Question

If x=4tanθ, use trigonometric substitution to write √(16+x^2) as a trigonometric function of θ, where 0<θ<π/2

Answer 1

yes, first substitute \[4\tan \theta\] for x

Answer 2

so you have\[\sqrt{16+16\tan ^{2}\theta}\]

Answer 3

I am assuming that you would plug in 4tanθ to get:
` √(16+(4tanθ)^2) just not sure where to go from there

Answer 4

you can factor out a 16 and take it out of the radical
\[\sqrt{16(1+\tan ^{2}\theta)} = 4\sqrt{(1+\tan ^{2}\theta)}\]

Answer 5

now you need to make a trig substitution.

◆ **RECORDS PROVIDED**

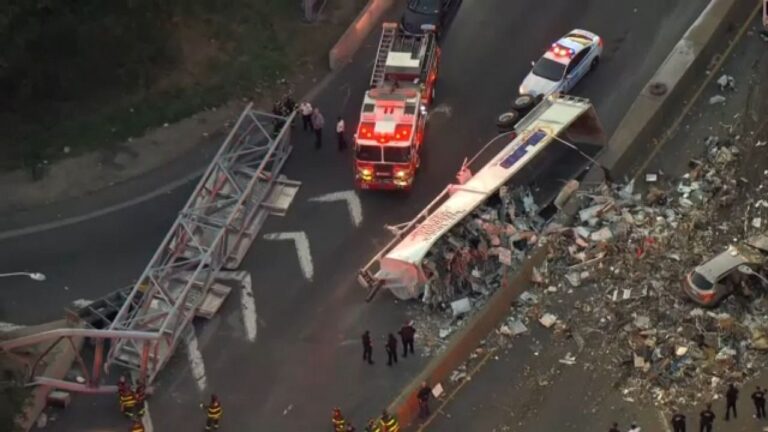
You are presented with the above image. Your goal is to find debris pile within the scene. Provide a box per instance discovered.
[422,187,545,308]
[516,138,768,405]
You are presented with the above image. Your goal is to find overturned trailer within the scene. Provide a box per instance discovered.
[358,95,607,299]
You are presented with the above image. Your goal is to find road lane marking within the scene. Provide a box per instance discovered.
[0,322,26,332]
[264,231,315,281]
[633,5,761,179]
[240,273,258,342]
[309,190,363,227]
[186,328,208,393]
[417,348,496,432]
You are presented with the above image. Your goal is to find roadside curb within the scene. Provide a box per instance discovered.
[328,0,395,70]
[601,0,759,177]
[388,0,755,430]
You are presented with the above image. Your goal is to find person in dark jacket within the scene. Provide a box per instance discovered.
[416,381,432,417]
[725,384,739,421]
[752,386,765,418]
[398,321,416,358]
[363,330,373,364]
[386,333,397,366]
[672,412,685,432]
[699,404,715,432]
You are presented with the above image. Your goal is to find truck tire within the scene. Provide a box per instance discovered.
[512,94,536,117]
[496,110,520,132]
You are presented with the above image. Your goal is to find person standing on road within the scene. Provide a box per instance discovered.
[336,117,347,151]
[672,412,685,432]
[312,107,325,149]
[380,410,400,432]
[699,404,715,432]
[131,420,144,432]
[416,381,432,417]
[398,321,416,358]
[752,386,765,418]
[725,383,739,421]
[200,394,224,431]
[299,101,312,131]
[363,330,373,364]
[386,333,397,366]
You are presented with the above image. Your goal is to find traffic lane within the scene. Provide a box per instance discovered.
[563,0,709,133]
[450,0,708,132]
[425,330,666,432]
[638,17,768,182]
[150,0,712,427]
[0,184,192,325]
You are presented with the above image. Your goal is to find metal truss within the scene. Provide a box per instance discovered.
[0,105,298,391]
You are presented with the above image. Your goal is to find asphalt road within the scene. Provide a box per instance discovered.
[422,13,768,432]
[0,0,706,431]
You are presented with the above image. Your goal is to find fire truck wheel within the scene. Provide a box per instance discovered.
[512,94,536,114]
[589,57,600,71]
[496,110,520,132]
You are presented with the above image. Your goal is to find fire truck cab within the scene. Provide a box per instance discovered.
[354,23,440,190]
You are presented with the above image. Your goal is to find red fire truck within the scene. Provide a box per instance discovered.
[354,23,440,190]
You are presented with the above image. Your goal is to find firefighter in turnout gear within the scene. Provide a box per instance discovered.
[120,387,136,417]
[134,381,147,419]
[365,420,381,432]
[131,420,144,432]
[331,408,354,432]
[200,395,224,430]
[379,410,400,432]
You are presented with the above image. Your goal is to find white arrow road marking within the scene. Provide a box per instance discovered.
[186,328,208,393]
[72,299,93,309]
[0,322,26,332]
[240,273,258,342]
[264,231,315,281]
[310,190,363,227]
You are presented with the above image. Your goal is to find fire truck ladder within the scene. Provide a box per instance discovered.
[371,23,397,88]
[0,105,300,392]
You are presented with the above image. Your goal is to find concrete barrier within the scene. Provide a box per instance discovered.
[387,245,549,427]
[388,0,755,428]
[601,0,757,178]
[328,0,395,70]
[0,319,83,432]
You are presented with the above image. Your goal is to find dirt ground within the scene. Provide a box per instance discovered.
[0,0,365,214]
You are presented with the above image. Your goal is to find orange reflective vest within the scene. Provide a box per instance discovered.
[381,417,400,432]
[120,391,136,409]
[208,402,224,420]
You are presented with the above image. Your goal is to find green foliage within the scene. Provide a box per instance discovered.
[0,0,298,169]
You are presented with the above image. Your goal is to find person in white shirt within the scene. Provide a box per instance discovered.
[299,101,312,131]
[311,107,325,149]
[336,117,347,151]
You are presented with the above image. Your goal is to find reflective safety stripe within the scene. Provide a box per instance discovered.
[208,405,223,420]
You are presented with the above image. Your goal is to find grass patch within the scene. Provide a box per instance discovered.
[0,0,328,170]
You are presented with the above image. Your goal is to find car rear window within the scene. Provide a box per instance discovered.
[691,272,712,291]
[384,147,411,163]
[408,0,441,13]
[355,145,381,162]
[533,57,565,81]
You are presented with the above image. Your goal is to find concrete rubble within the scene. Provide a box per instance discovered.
[422,187,544,310]
[484,132,768,406]
[414,121,768,407]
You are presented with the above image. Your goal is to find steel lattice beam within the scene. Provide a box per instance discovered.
[0,105,295,392]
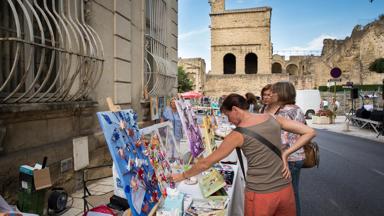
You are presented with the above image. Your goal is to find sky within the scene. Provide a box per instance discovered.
[178,0,384,72]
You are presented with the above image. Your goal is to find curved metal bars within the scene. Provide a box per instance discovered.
[0,0,104,103]
[3,0,35,102]
[23,0,56,102]
[10,1,45,102]
[76,1,104,99]
[34,0,67,102]
[0,0,21,92]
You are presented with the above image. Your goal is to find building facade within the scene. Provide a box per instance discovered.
[0,0,178,200]
[177,58,206,92]
[204,0,384,96]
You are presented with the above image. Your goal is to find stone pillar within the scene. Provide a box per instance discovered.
[209,0,225,13]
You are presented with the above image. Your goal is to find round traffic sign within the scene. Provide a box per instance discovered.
[331,67,341,78]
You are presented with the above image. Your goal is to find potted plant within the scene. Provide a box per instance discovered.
[313,109,336,124]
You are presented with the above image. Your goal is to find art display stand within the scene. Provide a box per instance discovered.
[97,98,179,216]
[97,98,244,216]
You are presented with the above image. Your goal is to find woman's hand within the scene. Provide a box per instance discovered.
[281,151,291,179]
[172,173,185,182]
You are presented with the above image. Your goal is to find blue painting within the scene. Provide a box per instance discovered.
[97,110,166,216]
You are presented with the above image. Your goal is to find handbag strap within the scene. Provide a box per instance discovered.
[236,147,246,180]
[234,127,281,159]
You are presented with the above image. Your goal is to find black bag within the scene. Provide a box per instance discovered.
[356,107,371,119]
[370,110,384,122]
[302,141,320,168]
[234,126,281,179]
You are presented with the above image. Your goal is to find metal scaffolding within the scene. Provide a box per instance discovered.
[144,0,177,96]
[0,0,104,103]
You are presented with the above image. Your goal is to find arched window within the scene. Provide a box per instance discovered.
[223,53,236,74]
[272,62,283,73]
[287,64,299,76]
[245,53,257,74]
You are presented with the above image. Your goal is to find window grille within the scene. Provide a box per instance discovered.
[144,0,177,96]
[0,0,104,103]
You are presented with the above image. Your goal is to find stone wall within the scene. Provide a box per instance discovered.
[177,58,205,92]
[205,74,289,97]
[210,1,272,75]
[0,0,178,204]
[0,102,111,203]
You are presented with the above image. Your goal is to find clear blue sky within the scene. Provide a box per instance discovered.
[178,0,384,71]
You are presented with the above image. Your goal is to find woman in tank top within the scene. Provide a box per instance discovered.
[172,94,316,216]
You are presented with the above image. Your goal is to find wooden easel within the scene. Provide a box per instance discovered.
[106,97,163,216]
[106,97,121,112]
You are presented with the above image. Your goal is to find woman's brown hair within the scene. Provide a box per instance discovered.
[272,81,296,105]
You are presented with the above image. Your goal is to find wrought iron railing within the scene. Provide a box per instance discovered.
[144,0,177,96]
[0,0,104,103]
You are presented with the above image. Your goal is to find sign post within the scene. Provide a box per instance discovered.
[328,67,341,98]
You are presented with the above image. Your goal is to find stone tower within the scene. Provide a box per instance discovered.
[209,0,272,75]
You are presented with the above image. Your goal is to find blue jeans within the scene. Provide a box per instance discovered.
[288,160,304,216]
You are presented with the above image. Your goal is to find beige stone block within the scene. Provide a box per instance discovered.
[115,0,132,19]
[4,120,50,153]
[115,14,131,40]
[46,117,74,143]
[115,59,132,82]
[114,82,132,104]
[115,36,131,61]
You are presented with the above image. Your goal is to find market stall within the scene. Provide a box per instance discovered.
[98,100,244,215]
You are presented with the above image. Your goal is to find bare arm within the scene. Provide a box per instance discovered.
[172,131,244,182]
[276,116,316,156]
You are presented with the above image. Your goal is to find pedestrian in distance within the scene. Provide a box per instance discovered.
[245,92,260,113]
[172,94,316,216]
[260,84,272,113]
[270,81,309,216]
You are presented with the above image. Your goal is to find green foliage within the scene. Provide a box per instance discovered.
[369,58,384,73]
[319,84,382,92]
[177,67,193,93]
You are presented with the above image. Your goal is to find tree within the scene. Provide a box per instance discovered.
[369,58,384,73]
[177,67,193,93]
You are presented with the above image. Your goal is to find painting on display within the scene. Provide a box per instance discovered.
[140,121,182,179]
[202,115,217,155]
[150,97,160,120]
[97,110,166,216]
[157,96,167,120]
[176,100,204,157]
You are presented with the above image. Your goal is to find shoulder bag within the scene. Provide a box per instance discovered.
[302,141,320,168]
[234,127,281,179]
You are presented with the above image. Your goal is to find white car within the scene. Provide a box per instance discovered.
[296,89,321,118]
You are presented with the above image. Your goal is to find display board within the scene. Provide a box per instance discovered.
[97,110,166,216]
[202,115,217,155]
[176,100,204,157]
[199,168,226,198]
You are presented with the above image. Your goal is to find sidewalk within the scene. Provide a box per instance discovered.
[63,116,384,216]
[307,116,384,143]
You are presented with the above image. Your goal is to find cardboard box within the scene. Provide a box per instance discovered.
[33,167,52,190]
[19,165,52,193]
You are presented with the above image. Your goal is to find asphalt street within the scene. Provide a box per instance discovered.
[300,130,384,216]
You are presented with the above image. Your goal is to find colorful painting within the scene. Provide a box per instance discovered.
[199,168,226,198]
[140,121,182,173]
[202,115,217,155]
[157,96,167,120]
[97,110,166,216]
[150,97,160,120]
[176,100,204,157]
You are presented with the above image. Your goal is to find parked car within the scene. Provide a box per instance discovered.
[296,89,321,119]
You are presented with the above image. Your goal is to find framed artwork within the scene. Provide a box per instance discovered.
[176,100,204,157]
[97,109,166,216]
[199,168,226,198]
[150,97,160,121]
[202,115,216,155]
[157,96,167,120]
[140,121,183,168]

◆ **PROBLEM TO WORK ON**
Set down the whole trigonometric substitution thread word for word, with nothing changed.

◆ **TASK RESULT**
Question

If x=4tanθ, use trigonometric substitution to write √(16+x^2) as a trigonometric function of θ, where 0<θ<π/2

Answer 1

yes, first substitute \[4\tan \theta\] for x

Answer 2

so you have\[\sqrt{16+16\tan ^{2}\theta}\]

Answer 3

I am assuming that you would plug in 4tanθ to get:
` √(16+(4tanθ)^2) just not sure where to go from there

Answer 4

you can factor out a 16 and take it out of the radical
\[\sqrt{16(1+\tan ^{2}\theta)} = 4\sqrt{(1+\tan ^{2}\theta)}\]

Answer 5

now you need to make a trig substitution.